[begin SOURCE]

# Fire alarm



## Signal1 (Feb 10, 2016)

75dBA unless there is a normal ambient sound level greater than that. If so you would need to be 15dBA greater than that ambient sound level.

Which would be unusual for a sleeping area, so 75dB is usually safe. Use the A weighted scale on your dB meter for testing.

Also, don't forget low frequency devices are now required in sleeping areas as of Jan 1, 2014.

See NFPA 72 *18.4.5.1 *and *18.4.5.3*


----------



## Electrical-EE (May 4, 2017)

*Citations*



Signal1 said:


> 75dBA


Some citations for this?


----------



## WronGun (Oct 18, 2013)

No it was on my masters exam in the business law section which I had to go back and take... I already went back and passed this time no fire Alarm


Sent from my iPhone using Tapatalk


----------



## macmikeman (Jan 23, 2007)

The way to calibrate a fire alarm strobe is to use a belt fed fully automatic weapon. I know this from watching videos of an automatic weapon fire from a low floor being called a fire alarm strobe.

[end SOURCE]
[begin INFORMATION PROVIDED]

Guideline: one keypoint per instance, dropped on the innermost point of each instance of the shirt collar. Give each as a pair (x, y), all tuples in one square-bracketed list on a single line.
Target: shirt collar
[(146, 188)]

[end INFORMATION PROVIDED]

## TASKS TO CARRY OUT
a) Which usernames have posts in the fire alarm thread?
b) Can you continue the fire alarm thread from the point where it stops?

## RESULTS FOR EACH TASK
a) Signal1, Electrical-EE, WronGun, macmikeman

b)
----------



## active1 (Dec 29, 2009)

macmikeman said:


> The way to calibrate a fire alarm strobe is to use a belt fed fully automatic weapon. I know this from watching videos of an automatic weapon fire from a low floor being called a fire alarm strobe.


I read that too.
People think only 1 room strobe will go off at a time.
Or some sort of defect in the system will cause a strobe to flash for days unnoticed.

When the strobes go off at night there's no question as you have 3 floors flashing in perfect unison so nobody on the street will get a seizure.

But they had the original story was the FA lead swat to the shooter.
That lasted about a day.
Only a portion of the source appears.